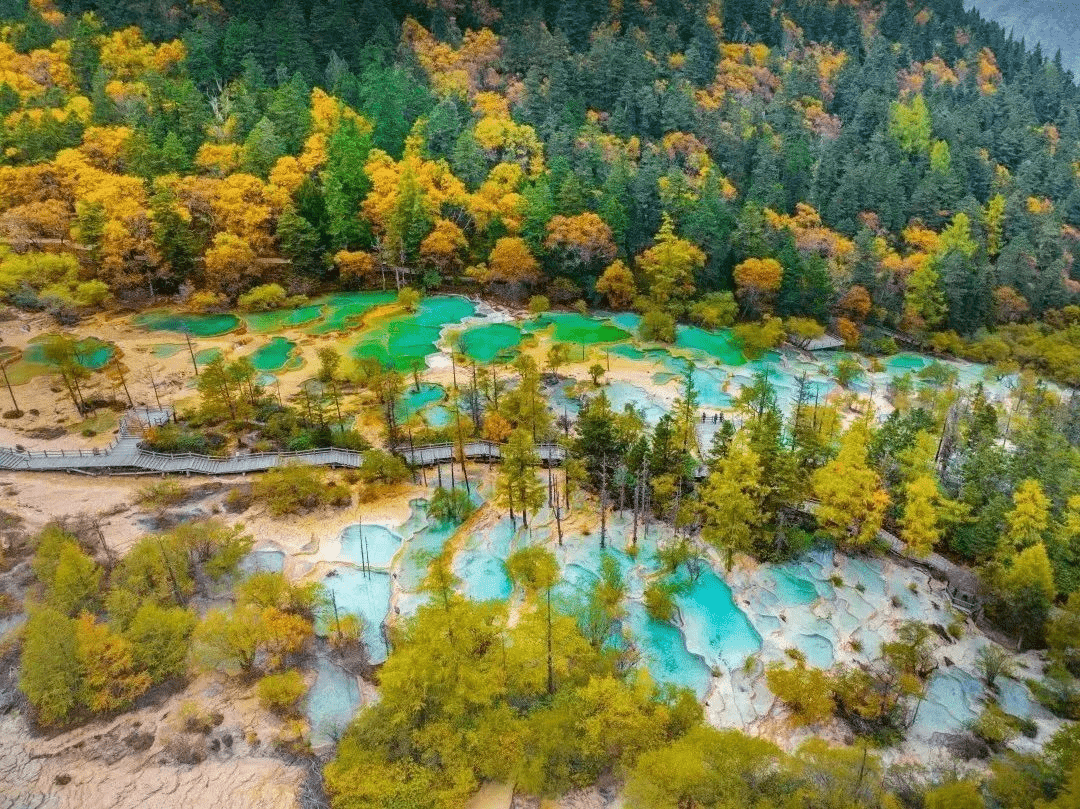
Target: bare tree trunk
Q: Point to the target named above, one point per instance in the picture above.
(11, 393)
(604, 504)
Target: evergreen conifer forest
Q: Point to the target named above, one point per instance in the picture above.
(742, 338)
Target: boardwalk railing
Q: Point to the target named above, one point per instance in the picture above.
(124, 455)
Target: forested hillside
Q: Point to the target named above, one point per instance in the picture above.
(1050, 26)
(874, 166)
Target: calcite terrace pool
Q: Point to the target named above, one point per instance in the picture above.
(828, 607)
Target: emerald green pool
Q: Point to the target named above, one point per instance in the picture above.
(164, 350)
(273, 355)
(493, 341)
(413, 401)
(719, 345)
(197, 325)
(91, 352)
(264, 322)
(906, 362)
(575, 327)
(342, 310)
(404, 340)
(207, 355)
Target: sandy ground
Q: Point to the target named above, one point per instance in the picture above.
(146, 758)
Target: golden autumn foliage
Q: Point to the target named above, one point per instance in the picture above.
(354, 266)
(757, 280)
(669, 267)
(585, 237)
(230, 265)
(511, 261)
(617, 285)
(443, 246)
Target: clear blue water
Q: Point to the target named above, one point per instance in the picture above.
(713, 625)
(483, 577)
(664, 652)
(366, 595)
(380, 544)
(620, 394)
(332, 702)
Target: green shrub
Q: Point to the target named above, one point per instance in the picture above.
(280, 692)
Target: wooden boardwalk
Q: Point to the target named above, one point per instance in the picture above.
(124, 456)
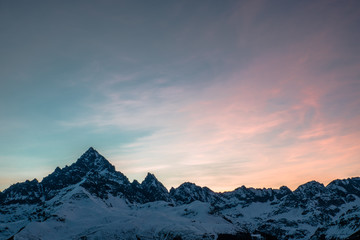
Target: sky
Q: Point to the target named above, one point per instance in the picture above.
(219, 93)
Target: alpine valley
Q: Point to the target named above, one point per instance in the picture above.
(91, 200)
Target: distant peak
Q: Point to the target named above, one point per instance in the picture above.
(94, 160)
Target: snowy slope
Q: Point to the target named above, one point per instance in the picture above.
(91, 200)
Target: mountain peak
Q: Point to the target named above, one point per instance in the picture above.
(91, 159)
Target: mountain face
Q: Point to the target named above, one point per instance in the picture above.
(91, 200)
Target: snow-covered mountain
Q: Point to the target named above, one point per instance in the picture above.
(91, 200)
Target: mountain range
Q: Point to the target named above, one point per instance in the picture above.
(91, 200)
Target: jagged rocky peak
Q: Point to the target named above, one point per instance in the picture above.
(92, 160)
(151, 182)
(153, 189)
(310, 189)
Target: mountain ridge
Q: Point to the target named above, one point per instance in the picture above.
(309, 212)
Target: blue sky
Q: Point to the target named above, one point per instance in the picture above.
(222, 94)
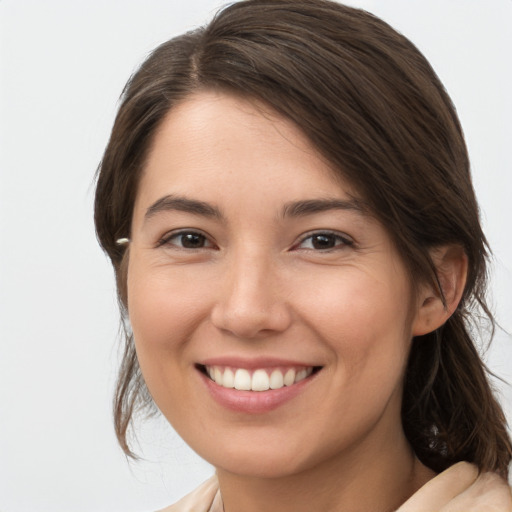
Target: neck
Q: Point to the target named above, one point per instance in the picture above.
(376, 476)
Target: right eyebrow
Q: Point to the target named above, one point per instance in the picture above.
(182, 204)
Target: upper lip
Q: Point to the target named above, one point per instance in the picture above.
(254, 363)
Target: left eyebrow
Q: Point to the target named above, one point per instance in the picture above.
(312, 206)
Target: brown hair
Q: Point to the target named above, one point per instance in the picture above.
(372, 105)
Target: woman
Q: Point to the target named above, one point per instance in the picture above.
(287, 205)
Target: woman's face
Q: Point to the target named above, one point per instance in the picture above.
(250, 262)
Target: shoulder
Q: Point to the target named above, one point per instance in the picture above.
(461, 489)
(201, 499)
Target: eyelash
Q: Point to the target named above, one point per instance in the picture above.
(338, 237)
(329, 235)
(167, 239)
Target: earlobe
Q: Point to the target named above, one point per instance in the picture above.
(436, 306)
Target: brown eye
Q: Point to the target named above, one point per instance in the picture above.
(187, 240)
(192, 240)
(324, 241)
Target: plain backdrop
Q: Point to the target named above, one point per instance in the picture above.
(63, 65)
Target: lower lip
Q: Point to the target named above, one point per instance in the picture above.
(254, 402)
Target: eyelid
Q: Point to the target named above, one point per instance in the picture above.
(166, 239)
(346, 240)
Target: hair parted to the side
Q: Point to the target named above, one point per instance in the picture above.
(372, 105)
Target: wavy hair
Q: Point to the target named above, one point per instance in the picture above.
(372, 105)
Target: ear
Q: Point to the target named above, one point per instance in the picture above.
(451, 265)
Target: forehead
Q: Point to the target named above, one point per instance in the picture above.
(213, 140)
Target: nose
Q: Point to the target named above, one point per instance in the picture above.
(251, 301)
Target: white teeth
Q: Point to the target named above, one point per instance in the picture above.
(217, 375)
(276, 380)
(260, 380)
(242, 380)
(228, 381)
(289, 377)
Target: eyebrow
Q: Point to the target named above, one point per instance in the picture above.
(292, 209)
(312, 206)
(182, 204)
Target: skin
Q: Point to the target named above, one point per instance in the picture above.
(258, 287)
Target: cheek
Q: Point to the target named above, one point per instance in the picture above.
(365, 323)
(164, 310)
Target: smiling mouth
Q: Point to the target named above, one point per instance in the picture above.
(260, 379)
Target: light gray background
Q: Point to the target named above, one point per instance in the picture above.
(62, 67)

* Your instructions
Each line, beginning at the one that contains "Target: lower lip" and continuing through the end of the records, must be written out exactly, first and last included.

* Response to this exercise
Target: lower lip
Q: Point to the target named above, one point per instance in the picture above.
(254, 402)
Target: eyelid
Q: Point to the target named above, one point per instance in the picture above.
(166, 239)
(346, 240)
Target: hair parted to the side
Q: Point to the target named above, one point per instance in the picture above.
(372, 105)
Target: wavy hair
Q: Point to the target named above, one point per instance in the picture above.
(372, 105)
Target: ear
Q: Point to the target named above, one point per instance in the picture above.
(451, 265)
Target: forehead
Q: Point to the target named above, one point per instance in the picture above.
(213, 140)
Target: nose
Q: Point to the target named above, one point per instance in the picture above.
(251, 301)
Target: white teeth
Q: Point to the target named above, one point per instance in the picture above.
(217, 375)
(276, 380)
(260, 380)
(242, 380)
(228, 381)
(289, 377)
Target: eyebrow
Q: Point to the target named above, one point per instance in the picture above.
(292, 209)
(312, 206)
(182, 204)
Target: skin
Q: Point to the target named above, one point per instance in the picture above.
(258, 287)
Target: cheek
Q: Point to the target named above, one point per instance in the picture above.
(365, 323)
(164, 310)
Target: smiling mouth
Q: Point to the target named above, one point per instance in the picture above.
(260, 379)
Target: light gray background
Q: Point to the target named above, one point per instance in the picture above.
(62, 67)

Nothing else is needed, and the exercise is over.